TASK TO CARRY OUT:
From the listing below, pick out and copy every line that contains the string "outline", treating uppercase and lowercase as different.

== == ==

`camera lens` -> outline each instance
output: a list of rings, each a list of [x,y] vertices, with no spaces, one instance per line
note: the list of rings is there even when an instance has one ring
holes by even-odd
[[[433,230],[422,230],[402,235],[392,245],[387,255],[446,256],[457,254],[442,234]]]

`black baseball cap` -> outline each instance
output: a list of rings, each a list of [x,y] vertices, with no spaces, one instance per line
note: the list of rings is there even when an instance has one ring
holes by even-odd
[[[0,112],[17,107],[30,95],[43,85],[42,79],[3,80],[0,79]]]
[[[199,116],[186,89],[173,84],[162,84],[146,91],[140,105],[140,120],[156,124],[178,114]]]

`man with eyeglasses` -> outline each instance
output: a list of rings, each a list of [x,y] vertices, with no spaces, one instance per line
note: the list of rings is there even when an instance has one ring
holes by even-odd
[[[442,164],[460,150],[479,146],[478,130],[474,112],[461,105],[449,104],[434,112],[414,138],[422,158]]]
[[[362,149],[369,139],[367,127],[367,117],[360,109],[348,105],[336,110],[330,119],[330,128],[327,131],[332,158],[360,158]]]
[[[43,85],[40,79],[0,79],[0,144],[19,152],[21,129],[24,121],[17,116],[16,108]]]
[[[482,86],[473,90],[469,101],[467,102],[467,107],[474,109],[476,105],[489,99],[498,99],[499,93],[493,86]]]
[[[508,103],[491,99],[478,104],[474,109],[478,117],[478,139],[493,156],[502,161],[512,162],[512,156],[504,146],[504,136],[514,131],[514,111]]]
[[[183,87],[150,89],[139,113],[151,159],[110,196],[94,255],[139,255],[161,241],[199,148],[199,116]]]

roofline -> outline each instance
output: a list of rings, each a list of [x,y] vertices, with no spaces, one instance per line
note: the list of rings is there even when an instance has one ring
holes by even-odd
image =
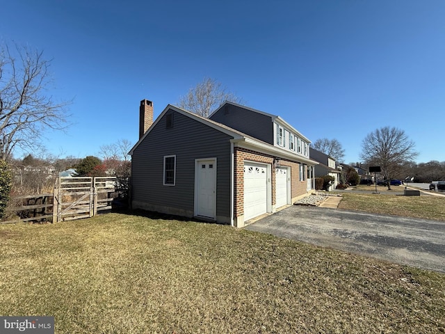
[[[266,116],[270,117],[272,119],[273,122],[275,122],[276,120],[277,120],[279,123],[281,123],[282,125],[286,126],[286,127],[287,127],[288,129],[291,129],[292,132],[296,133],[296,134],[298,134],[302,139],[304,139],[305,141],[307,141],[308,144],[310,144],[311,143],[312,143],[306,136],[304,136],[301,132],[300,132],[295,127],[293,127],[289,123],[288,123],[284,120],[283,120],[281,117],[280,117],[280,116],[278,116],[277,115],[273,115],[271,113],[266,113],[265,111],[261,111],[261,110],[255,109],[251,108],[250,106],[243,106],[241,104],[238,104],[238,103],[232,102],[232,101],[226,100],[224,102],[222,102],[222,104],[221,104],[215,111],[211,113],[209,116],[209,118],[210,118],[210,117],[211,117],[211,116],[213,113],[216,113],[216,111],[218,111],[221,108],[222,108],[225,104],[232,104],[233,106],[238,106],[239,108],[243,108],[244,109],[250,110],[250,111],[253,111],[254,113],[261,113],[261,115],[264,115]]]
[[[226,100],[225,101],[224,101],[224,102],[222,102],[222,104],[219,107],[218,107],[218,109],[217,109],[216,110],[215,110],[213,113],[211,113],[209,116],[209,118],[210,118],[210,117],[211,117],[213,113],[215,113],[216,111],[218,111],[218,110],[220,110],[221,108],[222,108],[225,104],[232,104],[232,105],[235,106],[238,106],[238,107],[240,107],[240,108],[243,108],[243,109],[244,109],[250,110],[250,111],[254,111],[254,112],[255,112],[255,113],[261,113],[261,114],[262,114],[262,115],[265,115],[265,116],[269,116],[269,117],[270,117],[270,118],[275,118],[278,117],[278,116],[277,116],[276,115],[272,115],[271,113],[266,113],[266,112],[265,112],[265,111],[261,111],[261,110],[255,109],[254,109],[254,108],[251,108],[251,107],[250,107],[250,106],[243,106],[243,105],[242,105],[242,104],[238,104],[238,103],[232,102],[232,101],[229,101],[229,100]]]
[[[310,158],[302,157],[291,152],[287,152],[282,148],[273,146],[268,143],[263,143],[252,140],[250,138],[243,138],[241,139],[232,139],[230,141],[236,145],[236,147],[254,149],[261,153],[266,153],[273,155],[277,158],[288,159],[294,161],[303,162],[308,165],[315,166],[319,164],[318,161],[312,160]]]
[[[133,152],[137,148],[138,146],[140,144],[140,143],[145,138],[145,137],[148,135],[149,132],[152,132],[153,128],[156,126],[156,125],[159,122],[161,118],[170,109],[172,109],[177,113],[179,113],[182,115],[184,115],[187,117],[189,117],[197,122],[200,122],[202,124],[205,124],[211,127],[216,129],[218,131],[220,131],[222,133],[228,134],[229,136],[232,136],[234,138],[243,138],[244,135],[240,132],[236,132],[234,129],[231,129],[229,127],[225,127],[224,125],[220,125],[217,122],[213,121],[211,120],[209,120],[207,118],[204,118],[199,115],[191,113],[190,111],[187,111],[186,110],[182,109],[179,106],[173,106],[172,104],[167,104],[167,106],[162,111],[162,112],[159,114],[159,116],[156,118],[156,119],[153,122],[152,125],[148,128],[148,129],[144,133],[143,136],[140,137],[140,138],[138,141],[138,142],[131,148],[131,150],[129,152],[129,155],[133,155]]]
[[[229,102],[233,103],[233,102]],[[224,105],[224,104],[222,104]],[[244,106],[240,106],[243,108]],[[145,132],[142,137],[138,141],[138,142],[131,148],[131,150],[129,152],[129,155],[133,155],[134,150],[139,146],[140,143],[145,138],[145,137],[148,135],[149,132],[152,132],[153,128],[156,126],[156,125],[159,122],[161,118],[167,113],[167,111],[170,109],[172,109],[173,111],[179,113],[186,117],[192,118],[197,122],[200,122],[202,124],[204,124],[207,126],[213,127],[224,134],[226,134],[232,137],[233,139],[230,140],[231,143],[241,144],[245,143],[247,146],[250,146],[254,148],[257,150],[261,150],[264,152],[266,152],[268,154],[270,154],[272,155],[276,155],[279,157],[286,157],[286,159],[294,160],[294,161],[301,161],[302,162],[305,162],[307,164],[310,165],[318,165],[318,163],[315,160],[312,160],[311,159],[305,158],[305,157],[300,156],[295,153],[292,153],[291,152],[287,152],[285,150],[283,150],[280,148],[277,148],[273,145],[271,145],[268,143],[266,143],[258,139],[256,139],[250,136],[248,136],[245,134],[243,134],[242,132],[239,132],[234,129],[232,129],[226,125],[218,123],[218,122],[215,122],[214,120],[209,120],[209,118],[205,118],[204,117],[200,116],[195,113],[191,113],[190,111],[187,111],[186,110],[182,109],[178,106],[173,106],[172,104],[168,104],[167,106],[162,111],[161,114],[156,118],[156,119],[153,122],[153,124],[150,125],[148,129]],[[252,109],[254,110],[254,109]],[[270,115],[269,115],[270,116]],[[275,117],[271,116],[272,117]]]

== == ==

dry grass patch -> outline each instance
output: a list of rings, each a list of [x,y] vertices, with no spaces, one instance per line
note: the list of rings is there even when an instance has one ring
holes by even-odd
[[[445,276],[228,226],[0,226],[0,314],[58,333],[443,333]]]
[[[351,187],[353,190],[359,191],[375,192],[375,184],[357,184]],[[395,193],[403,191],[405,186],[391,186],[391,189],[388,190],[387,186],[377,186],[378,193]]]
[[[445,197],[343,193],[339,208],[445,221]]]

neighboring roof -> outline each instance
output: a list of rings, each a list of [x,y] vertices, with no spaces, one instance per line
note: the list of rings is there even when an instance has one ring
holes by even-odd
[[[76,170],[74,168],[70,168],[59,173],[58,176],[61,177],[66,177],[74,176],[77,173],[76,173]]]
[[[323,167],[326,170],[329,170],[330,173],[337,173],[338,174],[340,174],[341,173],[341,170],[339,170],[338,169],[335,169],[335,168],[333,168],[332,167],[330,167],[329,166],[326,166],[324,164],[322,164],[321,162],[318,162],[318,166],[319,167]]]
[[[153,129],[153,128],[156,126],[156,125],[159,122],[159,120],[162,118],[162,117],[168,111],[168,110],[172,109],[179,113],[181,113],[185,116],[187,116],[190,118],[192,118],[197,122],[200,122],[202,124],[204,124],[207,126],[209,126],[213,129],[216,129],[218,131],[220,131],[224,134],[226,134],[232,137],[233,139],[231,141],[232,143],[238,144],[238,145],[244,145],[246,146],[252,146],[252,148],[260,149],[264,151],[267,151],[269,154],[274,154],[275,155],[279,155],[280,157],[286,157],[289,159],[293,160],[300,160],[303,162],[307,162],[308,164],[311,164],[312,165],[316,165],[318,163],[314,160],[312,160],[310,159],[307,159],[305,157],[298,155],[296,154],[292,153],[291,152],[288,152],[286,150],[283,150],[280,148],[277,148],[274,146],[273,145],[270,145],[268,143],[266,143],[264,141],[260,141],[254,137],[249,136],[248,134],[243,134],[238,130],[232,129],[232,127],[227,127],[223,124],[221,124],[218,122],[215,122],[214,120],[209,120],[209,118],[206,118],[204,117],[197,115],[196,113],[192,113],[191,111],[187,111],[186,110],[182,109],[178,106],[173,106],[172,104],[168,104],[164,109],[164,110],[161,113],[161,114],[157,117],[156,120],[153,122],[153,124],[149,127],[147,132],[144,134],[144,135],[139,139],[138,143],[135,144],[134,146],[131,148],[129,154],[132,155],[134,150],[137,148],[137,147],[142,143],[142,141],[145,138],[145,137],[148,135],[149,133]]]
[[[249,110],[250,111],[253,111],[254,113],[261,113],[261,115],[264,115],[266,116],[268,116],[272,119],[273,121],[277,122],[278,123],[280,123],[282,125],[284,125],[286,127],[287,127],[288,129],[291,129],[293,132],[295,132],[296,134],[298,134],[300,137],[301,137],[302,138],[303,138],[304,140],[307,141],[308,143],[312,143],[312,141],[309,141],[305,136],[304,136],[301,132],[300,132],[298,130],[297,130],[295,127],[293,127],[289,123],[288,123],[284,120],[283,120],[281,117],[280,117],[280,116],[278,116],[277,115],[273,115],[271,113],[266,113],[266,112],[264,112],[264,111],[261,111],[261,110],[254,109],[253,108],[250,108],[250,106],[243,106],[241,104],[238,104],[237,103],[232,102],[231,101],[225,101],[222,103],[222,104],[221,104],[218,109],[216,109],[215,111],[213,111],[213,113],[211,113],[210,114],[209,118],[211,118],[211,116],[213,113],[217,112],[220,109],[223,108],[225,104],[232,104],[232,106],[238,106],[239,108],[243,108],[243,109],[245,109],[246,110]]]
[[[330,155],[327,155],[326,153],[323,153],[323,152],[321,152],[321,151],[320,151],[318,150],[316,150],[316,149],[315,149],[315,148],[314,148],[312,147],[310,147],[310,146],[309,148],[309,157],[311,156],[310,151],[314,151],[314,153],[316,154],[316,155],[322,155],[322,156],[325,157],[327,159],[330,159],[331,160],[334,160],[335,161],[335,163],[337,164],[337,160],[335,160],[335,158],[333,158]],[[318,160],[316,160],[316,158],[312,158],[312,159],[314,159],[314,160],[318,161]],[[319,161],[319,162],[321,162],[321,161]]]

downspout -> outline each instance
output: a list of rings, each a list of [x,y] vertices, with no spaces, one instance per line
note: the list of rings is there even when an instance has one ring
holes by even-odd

== == ==

OUTPUT FOR THIS TASK:
`camera lens` -> outline each instance
`black baseball cap` -> outline each instance
`man with eyeglasses` -> outline each instance
roofline -> outline each instance
dry grass patch -> outline each instance
neighboring roof -> outline each instance
downspout -> outline each instance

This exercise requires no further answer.